#### Problem:
Looking at the entries, how many lines hold the word "below"? State the number by itself.

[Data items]
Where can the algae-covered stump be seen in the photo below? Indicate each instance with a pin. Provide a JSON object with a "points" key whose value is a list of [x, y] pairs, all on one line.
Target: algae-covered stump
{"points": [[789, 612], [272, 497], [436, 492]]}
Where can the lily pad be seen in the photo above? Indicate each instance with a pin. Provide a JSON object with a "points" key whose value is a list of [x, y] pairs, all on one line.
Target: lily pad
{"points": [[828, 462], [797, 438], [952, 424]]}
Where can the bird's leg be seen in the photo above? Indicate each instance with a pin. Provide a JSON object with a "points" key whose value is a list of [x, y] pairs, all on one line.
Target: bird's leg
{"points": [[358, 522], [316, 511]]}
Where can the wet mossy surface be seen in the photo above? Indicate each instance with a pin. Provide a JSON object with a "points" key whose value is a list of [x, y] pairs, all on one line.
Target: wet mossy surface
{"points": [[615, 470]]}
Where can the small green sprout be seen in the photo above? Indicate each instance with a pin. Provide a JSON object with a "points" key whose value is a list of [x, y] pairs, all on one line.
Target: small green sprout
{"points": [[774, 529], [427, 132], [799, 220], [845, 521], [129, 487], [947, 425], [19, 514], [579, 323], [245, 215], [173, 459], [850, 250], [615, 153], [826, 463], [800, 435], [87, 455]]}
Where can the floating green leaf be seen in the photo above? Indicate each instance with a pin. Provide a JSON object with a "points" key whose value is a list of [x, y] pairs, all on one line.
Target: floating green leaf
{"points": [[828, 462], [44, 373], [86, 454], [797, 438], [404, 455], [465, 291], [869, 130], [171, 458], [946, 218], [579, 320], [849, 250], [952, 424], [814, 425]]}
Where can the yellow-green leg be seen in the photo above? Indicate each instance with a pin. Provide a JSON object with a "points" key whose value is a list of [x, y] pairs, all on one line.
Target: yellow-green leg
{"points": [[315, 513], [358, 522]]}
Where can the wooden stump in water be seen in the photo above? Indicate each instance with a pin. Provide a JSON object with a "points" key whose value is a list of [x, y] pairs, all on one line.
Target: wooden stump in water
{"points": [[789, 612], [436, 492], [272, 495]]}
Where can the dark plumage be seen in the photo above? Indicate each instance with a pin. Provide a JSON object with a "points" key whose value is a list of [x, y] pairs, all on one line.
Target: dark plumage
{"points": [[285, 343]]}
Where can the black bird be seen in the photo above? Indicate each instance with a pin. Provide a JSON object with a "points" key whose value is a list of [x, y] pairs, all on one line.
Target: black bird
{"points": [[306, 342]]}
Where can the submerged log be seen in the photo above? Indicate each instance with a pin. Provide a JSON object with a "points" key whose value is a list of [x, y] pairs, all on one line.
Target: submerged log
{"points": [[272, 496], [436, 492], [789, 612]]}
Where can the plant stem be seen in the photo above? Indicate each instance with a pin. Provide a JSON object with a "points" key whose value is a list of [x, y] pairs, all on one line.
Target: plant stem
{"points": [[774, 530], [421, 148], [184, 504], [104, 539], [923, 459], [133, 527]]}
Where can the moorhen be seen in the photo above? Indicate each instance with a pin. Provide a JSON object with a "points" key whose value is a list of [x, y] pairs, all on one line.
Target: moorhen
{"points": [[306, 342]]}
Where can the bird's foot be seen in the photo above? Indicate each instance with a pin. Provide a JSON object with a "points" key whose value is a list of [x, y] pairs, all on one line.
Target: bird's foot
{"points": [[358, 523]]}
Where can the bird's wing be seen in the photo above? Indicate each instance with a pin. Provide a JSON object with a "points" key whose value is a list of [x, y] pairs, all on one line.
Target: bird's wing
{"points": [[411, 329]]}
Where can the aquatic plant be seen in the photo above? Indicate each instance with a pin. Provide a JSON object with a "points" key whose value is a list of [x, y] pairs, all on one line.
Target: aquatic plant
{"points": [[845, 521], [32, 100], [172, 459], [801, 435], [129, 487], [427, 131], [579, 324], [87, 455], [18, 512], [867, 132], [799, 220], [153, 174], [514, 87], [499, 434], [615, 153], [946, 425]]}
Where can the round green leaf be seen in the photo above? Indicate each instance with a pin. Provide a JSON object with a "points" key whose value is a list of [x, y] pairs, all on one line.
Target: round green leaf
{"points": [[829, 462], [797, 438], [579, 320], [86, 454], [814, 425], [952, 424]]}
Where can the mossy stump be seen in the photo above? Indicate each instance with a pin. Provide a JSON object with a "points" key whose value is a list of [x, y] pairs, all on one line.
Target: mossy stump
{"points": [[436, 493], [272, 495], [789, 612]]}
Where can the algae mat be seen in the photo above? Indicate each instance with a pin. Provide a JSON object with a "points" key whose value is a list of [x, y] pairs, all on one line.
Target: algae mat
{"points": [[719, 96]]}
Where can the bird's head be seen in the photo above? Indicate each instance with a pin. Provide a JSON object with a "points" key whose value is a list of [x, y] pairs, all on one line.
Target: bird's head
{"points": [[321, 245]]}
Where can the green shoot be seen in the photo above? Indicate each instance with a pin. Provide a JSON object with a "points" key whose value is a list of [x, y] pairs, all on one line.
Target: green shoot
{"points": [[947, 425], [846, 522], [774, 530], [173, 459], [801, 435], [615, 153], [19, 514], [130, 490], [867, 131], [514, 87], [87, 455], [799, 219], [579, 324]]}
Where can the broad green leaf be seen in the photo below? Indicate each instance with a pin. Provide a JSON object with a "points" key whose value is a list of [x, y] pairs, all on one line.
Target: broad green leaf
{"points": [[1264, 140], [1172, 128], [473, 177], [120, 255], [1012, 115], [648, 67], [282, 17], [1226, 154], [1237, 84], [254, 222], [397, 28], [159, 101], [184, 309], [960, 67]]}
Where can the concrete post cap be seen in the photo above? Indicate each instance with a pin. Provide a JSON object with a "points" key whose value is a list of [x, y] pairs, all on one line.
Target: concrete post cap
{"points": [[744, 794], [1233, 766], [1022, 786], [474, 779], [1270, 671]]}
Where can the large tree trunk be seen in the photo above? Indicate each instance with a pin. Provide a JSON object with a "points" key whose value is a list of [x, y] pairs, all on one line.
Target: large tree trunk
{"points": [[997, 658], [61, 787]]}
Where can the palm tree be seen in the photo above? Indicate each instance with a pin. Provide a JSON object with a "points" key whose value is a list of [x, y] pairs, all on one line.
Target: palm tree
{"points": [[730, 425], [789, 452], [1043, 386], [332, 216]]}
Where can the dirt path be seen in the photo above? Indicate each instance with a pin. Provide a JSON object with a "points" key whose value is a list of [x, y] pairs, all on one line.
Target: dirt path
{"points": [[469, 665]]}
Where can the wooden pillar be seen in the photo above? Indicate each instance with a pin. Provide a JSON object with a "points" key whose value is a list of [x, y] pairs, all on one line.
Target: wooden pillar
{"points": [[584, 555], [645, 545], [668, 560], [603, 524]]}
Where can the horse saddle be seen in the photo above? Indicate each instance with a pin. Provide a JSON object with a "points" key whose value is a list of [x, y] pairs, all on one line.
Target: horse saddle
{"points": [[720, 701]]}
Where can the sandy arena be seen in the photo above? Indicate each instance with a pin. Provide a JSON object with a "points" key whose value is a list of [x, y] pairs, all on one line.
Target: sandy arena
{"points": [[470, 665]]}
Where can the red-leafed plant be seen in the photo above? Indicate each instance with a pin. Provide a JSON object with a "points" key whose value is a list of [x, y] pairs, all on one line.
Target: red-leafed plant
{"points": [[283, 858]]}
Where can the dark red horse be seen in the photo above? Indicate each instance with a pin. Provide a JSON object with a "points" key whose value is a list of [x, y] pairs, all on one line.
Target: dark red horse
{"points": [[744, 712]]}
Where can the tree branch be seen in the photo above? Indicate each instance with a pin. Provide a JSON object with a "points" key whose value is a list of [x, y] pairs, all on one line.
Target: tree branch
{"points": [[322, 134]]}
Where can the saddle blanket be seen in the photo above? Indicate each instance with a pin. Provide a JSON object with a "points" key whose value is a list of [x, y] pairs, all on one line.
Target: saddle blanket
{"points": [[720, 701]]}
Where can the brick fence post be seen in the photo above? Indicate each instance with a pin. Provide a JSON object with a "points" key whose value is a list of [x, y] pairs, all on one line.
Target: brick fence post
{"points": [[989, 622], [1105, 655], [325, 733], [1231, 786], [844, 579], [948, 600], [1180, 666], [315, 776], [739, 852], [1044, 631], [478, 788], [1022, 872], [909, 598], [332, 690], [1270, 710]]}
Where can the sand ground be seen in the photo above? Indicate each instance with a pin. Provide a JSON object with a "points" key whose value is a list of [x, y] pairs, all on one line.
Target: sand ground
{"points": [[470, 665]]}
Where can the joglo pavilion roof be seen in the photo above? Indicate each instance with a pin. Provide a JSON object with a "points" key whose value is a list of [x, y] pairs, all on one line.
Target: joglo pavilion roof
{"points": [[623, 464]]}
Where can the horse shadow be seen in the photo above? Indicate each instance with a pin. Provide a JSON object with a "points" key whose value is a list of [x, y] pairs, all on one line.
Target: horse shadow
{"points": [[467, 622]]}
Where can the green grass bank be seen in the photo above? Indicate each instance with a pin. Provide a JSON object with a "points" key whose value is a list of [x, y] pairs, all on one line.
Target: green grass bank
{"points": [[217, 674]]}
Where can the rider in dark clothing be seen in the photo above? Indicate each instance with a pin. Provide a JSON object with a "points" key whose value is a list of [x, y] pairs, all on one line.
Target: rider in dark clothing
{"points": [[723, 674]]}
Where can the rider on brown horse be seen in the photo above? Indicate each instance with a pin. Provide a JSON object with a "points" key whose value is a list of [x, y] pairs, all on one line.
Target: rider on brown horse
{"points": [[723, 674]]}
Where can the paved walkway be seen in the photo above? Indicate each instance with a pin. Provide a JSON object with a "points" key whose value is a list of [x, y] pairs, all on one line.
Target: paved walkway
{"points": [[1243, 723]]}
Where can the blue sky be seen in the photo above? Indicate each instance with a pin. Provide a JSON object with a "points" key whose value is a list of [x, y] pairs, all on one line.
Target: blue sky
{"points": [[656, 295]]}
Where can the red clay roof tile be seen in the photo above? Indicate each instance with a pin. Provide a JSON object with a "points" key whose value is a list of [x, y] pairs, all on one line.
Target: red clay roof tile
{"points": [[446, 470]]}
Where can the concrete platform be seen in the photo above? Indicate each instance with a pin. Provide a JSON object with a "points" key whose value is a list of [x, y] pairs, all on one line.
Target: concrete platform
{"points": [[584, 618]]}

#### Task output:
2